EXTRACTED ENTRIES:
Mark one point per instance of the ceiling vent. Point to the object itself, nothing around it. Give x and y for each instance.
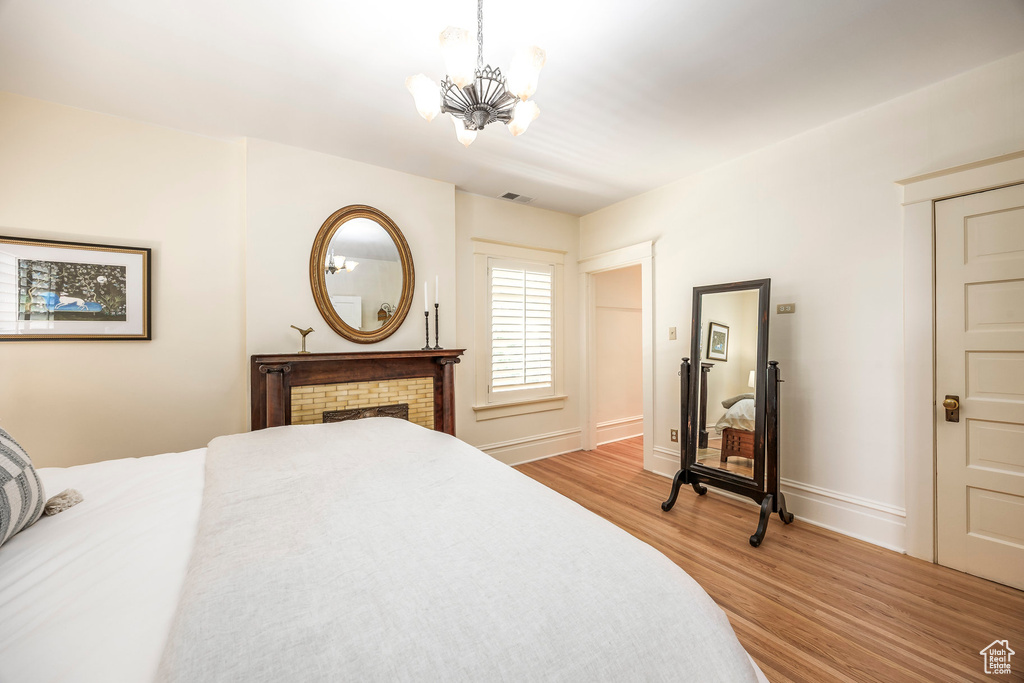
(517, 199)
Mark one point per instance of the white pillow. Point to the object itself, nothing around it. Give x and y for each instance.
(22, 497)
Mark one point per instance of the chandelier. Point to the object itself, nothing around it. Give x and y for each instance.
(476, 94)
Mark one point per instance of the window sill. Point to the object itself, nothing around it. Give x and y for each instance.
(525, 407)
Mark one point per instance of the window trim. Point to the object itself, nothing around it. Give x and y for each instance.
(489, 406)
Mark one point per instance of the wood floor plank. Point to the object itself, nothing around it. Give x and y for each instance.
(809, 604)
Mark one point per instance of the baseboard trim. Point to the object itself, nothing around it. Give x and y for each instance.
(872, 521)
(539, 446)
(616, 430)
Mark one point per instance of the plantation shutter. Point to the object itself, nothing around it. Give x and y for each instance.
(520, 327)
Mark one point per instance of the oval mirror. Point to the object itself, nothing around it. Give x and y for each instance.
(360, 270)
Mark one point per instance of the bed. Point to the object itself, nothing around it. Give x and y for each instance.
(364, 550)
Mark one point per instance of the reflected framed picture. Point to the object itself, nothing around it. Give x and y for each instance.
(70, 291)
(718, 342)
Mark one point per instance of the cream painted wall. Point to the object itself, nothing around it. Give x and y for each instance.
(820, 215)
(526, 436)
(620, 350)
(70, 174)
(290, 194)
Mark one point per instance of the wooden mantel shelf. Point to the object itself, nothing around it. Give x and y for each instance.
(273, 375)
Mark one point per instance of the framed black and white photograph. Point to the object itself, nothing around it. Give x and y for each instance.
(718, 342)
(66, 291)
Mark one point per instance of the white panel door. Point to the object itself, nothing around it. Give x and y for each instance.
(979, 290)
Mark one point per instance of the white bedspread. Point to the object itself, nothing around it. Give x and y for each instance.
(87, 596)
(740, 416)
(376, 550)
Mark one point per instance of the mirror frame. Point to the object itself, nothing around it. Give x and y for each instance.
(763, 288)
(764, 488)
(317, 280)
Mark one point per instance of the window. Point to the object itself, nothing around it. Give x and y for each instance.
(521, 326)
(517, 329)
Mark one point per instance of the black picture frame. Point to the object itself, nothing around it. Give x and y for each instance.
(722, 330)
(76, 291)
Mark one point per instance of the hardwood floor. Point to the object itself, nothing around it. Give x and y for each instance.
(809, 604)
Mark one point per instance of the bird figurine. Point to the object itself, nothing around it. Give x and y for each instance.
(303, 333)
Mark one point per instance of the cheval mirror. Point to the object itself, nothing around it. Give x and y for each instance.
(729, 400)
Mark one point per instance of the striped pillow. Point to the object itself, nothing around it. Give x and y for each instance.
(22, 498)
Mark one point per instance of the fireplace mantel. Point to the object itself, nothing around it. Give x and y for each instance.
(272, 377)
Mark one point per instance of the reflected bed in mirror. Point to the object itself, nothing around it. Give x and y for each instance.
(361, 273)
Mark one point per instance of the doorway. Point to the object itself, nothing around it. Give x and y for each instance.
(617, 334)
(639, 255)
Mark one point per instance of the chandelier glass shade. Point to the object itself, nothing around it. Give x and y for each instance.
(337, 264)
(475, 94)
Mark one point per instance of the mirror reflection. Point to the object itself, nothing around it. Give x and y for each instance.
(364, 273)
(727, 380)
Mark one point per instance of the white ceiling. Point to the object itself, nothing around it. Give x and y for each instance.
(635, 93)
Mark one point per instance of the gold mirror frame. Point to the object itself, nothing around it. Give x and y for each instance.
(317, 280)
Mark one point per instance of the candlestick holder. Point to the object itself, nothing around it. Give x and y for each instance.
(437, 316)
(426, 329)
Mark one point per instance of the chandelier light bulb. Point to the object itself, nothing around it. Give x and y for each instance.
(460, 55)
(465, 135)
(524, 115)
(425, 94)
(524, 72)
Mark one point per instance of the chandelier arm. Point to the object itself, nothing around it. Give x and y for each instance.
(479, 34)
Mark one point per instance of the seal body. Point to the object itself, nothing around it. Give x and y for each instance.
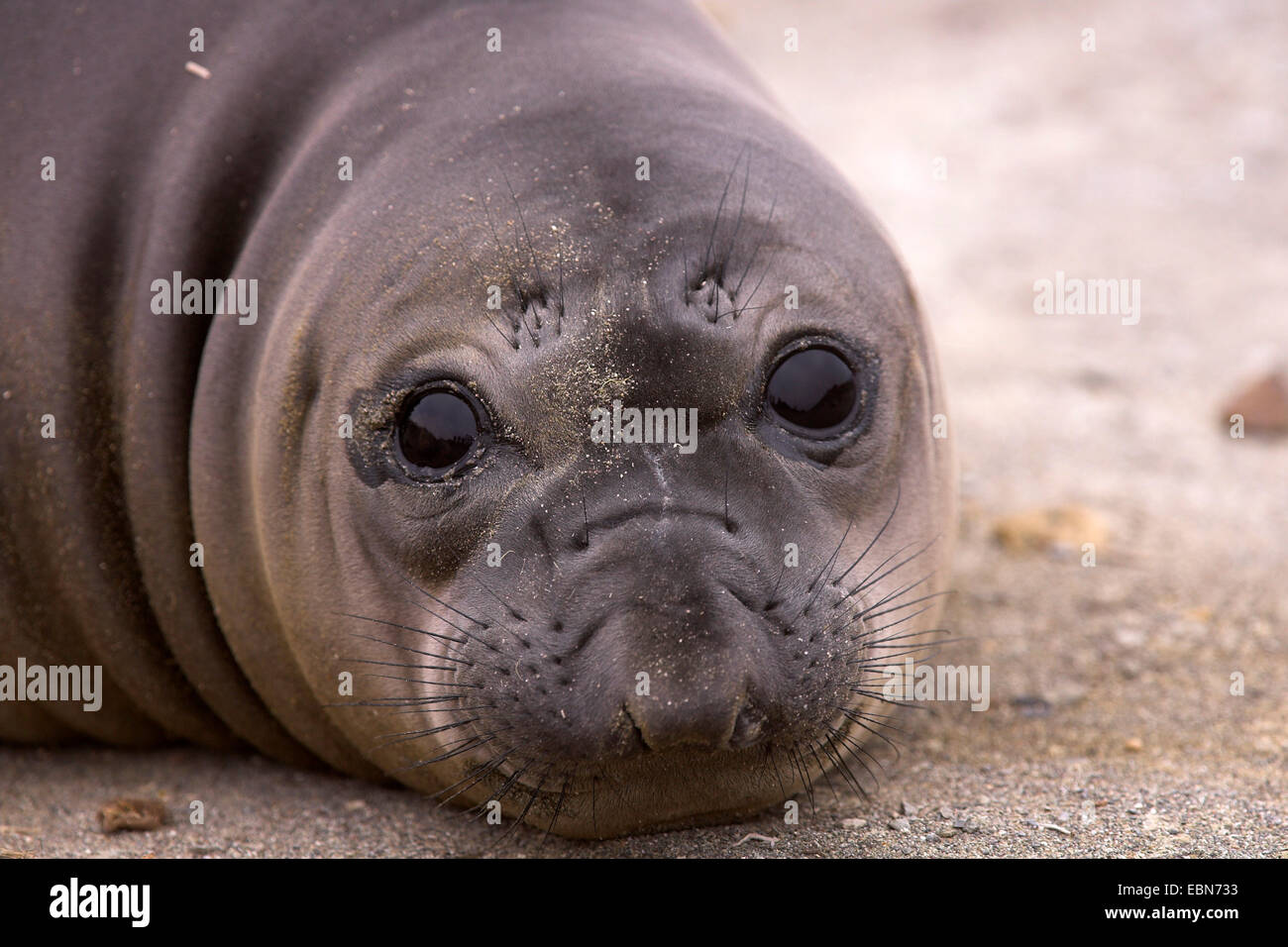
(373, 521)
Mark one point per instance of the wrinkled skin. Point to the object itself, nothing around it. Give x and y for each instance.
(329, 556)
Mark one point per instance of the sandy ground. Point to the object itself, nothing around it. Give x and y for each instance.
(1113, 728)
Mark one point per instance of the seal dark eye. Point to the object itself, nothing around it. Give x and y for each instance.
(814, 390)
(438, 429)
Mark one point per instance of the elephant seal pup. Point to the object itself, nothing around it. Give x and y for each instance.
(568, 458)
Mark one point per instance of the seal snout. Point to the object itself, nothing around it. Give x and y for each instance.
(713, 722)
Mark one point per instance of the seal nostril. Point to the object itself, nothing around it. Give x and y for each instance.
(748, 728)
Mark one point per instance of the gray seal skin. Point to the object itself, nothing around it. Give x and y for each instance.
(635, 650)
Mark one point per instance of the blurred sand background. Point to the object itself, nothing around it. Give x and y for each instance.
(1112, 728)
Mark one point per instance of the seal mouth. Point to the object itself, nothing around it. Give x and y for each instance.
(655, 510)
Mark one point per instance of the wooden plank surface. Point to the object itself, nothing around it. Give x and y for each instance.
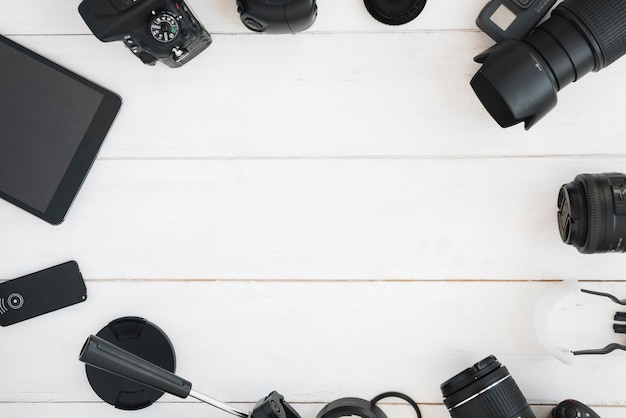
(329, 214)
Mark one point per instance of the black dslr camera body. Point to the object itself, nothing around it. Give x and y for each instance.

DIRECTIONS FOR THIS TASK:
Set down the complete material exactly, but do not include the images.

ANSWER IN FULL:
Mark one point per instance of the ceiling vent. Point to the object itself, nothing around it. Give x and y for each instance.
(517, 199)
Mark one point per instance of the white pillow. Point to the object itself, nothing around it. Give x and y for each instance.
(22, 497)
Mark one point per instance of the chandelier. Point to the object itself, nothing around it. Give x and y for each instance.
(476, 94)
Mark one point per instance of the window sill. Point to the object itself, nothing around it. Give x and y for each instance.
(525, 407)
Mark one point per instance of the window trim. Point to the object itself, nothing around it. Give x and y for each instance.
(489, 406)
Mark one point per instance of the wood floor plank. Point to the object itself, nothing around it. Give x and y for each instance.
(809, 604)
Mark one point per instance of the baseboard trim. Point to the object itself, nothing around it. Give x and y for each instance.
(872, 521)
(539, 446)
(616, 430)
Mark one point per instance of the plantation shutter. Point to the object itself, nothing around it. Give x and y for each instance.
(520, 327)
Mark one point per instance of the oval mirror. Point to the object itself, nothing around it. Give x and y for each instance.
(360, 270)
Mark one point per instance of the bed. Point to the object itself, nothing around it. Give x and y for each instance.
(364, 550)
Mark one point per instance of the reflected framed picture. Point to the object itself, nothing around it. Give x and y for each instance.
(70, 291)
(718, 342)
Mark one point per instance of the cream painted wall. Point to the object itself, nothing around it. Give x and y for each instance.
(820, 215)
(526, 436)
(620, 350)
(70, 174)
(290, 194)
Mark one point per instance of the wooden mantel shelf. Point to the object itself, nothing around it. Give x and y for each instance.
(273, 375)
Mark one point per instance of the framed black and white photograph. Point to the object itself, nothing around it. Give x and y for each instance.
(718, 342)
(66, 291)
Mark one point per instance of the white panel door. Point to the object itself, nothing around it. Give x and y for each instance.
(979, 290)
Mark one point per instance of the white bedspread. Point to the object itself, nothing around it. Give x and y for each instance.
(87, 596)
(740, 416)
(376, 550)
Mark one point per instance of the mirror frame. Point to the object itself, nothing around it. Give x and y for each instance.
(763, 288)
(764, 488)
(317, 280)
Mark one point per instance of the window. Point to the object itself, nothing around it. Give x and y for each instance.
(521, 326)
(517, 329)
Mark one point per instance of the black picture frame. Point to the object itself, nothing around it. Give x and y for each instance.
(722, 330)
(76, 291)
Mark one point per instance of the hardwood floor. Point to the object itself, nothing around it. Give x and y for each instance.
(809, 604)
Mark one point per instance of the bird figurine. Point to the object itself, nothing around it. Give x and y for each instance.
(303, 333)
Mark one point per instance of the cheval mirror. Point to the object itself, nothing around it. Give x and y for each instance.
(729, 400)
Mark one point per instance of the striped pillow. Point to the object itself, nothing around it. Give x and y for each instance.
(22, 498)
Mark one point per instance of the fireplace mantel. Point to the object itself, nothing around it. Give x and y for each instance.
(272, 377)
Mark one point per instance of the reflected bed in mirror. Point to the object itself, nothing around it. Give x and y for each instance.
(361, 273)
Mark one point per instance of the doorway. Point to the object itself, nothing around it. Give x and y for each instance.
(617, 334)
(639, 255)
Mark one point per instance of the chandelier glass shade. Point to the object itself, nothing around it. Give x and y for each instance.
(337, 264)
(475, 94)
Mark one point per instance of the mirror reflection. Point to the object itself, nothing around it. Give x and y for each instance.
(364, 273)
(727, 380)
Mark one point per instance of the white ceiling. Point to the object itself, nothing around it. Give x and y for each instance.
(635, 93)
Mark one point per instance of the gold mirror frame. Point to the object itself, nothing around it. Give x and y for each instance.
(317, 280)
Mark one point per instance of the candlestick holder. Point to the object itself, nothing around it. Give x and y for each instance.
(437, 316)
(426, 329)
Mark one point per instance of the chandelier light bulb. Point to the object itself, nothing around it. Give x and y for each instance.
(460, 55)
(465, 135)
(524, 115)
(425, 94)
(524, 72)
Mark one point per instance of the chandelier arm. Point to the object itself, nothing around it. Give x and y for each instance.
(479, 34)
Mark one point per instance of the seal body. Point to the object itself, nothing around it. Give x and y for each instance.
(373, 521)
Mark one point per instance of the wrinkled skin. Point to the object itself, nothing around it. Give x and y for each instance.
(329, 556)
Mark one point per instance of the sandy ground. Point to the object itself, nothing around it. Give x and y for each instance.
(1113, 728)
Mark one point per instance of the seal dark eye. Point to the object itself, nothing around it. Give x and y for each instance.
(814, 390)
(438, 429)
Mark one point per instance of the elephant seal pup. Point to the object itself, nothing around it. Give x and y for each instance.
(568, 458)
Mark one point per instance of the seal snout. Point to the object itself, nothing around it. Give x and y for each instance.
(713, 722)
Mark one point per instance of the seal nostril. Point to the object itself, nothing around it. Give x and y for each instance.
(748, 728)
Mark one point per instance of the gray seal skin. Point to the object itself, nothing around it. Give x and y for each instance.
(635, 650)
Mark one point per instance of the blurred sand background. Point to the object itself, nothing around it. Give x and y for each instance.
(1112, 728)
Mark one point per instance of the seal mouth. Point to the object itself, nothing around it. Give x and y for each instance.
(655, 510)
Mark one point per instance of the wooden plank surface. Point to the object itself, nothing around it. Give x and y for each instance.
(329, 214)
Mark one point per instance of the black dslr camera body. Point to the object itself, nothing around it. Give x and y for each instance.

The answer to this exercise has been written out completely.